Extract provided.

A U-shaped dural flap based on the sinus is created.

During dural incision, be cognizant of the venous tributaries; more often than not, they can be dissected off the dura to permit elevation of the dural flap. Occasionally, these tributaries may drain into a dural venous lake or an extreme lateral extension of the sinus; in these situations, incisions can be made leaving a small amount of dura attached to the vein.

A combination of hyperventilation, diuresis and gravity retraction is critically important to aid in the interhemispheric dissection. Avoiding placing a brain retractor is recommended.

Arachnoidal dissection is first performed medially over the cerebral hemisphere to separate it from any arachnoidal granulations. Once this is done, the axis of visualization is downwards, parallel to the falx.

A combination of blunt and sharp dissection is used to develop the plane along the falx and the hemisphere. When dissecting down towards the corpus callosum, several key structures are identified sequentially: the callosalmarginal arteries, the cingulate gyrus and then the pericallosal arteries.

Data extract.
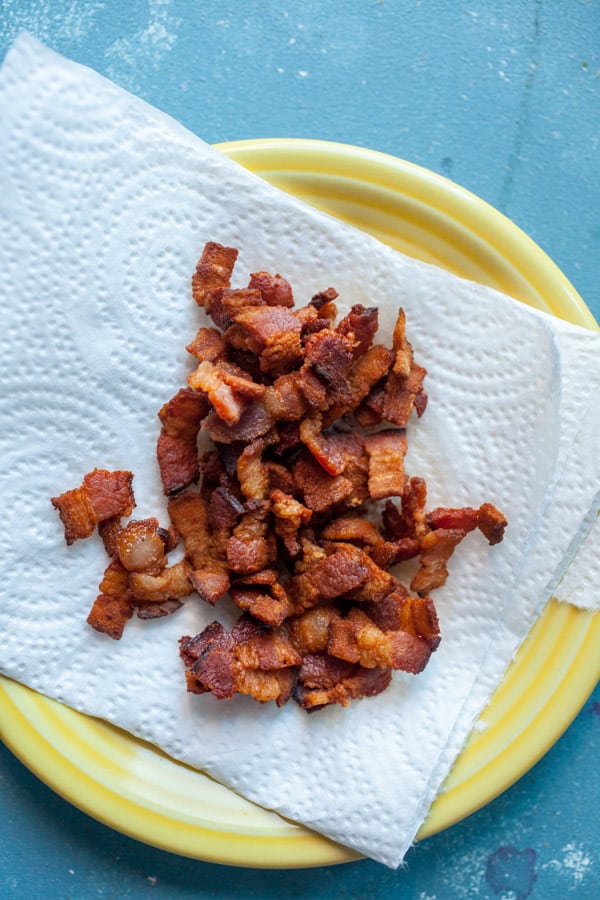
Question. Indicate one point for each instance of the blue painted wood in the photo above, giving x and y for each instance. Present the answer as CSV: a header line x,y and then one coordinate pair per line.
x,y
504,98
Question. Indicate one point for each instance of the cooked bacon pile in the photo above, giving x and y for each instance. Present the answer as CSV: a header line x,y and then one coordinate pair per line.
x,y
308,422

Explore the material.
a: Answer these from the passage on interhemispheric dissection:
(i) What shape is the dural flap, and on what is it based?
(ii) Which three measures together aid the interhemispheric dissection?
(iii) Which structure is identified right after the cingulate gyrus when dissecting down toward the corpus callosum?
b: Resume the passage on interhemispheric dissection, picking up after its final sentence.
The lines above are not needed for this work.

Answers to the tasks.
a:
(i) It is U-shaped and based on the sinus.
(ii) Hyperventilation, diuresis and gravity retraction.
(iii) The pericallosal arteries.

b:
A common mistake is to consider the cingulate gyrus the corpus callosum and to unintentionally make an incision in this structure. The corpus callosum is identified by its bright white color and relative hypovascularity in relation to surrounding gyri. The surgical navigation can also aid in guiding the dissection towards the corpus callosum.

The pericallosal arteries over the corpus callosum (and their laterality) are confirmed.

When performing the callosotomy, the surgeon must be cognizant of the midline orientation. For a transcallosal–transforminal approach (as opposed to a trans-septal–interforniceal trajectory), the goal is to enter the ipsilateral ventricle. Hence, the callosal incision is made eccentric to the ispilateral pericallosal artery with bipolar coagulation at a low setting with a 6- or 7-French suction.

The callosotomy should be restricted to approximately 2–3 cm in length. Under the microscope, an adjacently placed retractor or cottonoid can serve as a reference to determine the appropriate length.

If any additional anterior exposure is needed, a trans-septal–interforniceal approach can be performed. This approach is barely used due to the high risk of bilateral damage to the fornices and consequent devastating memory impairment.

Note that the thickness of the corpus callosum can be variable depending on the size of the tumor and degree of hydrocephalus — where in more severe cases, the corpus callosum can be thinned.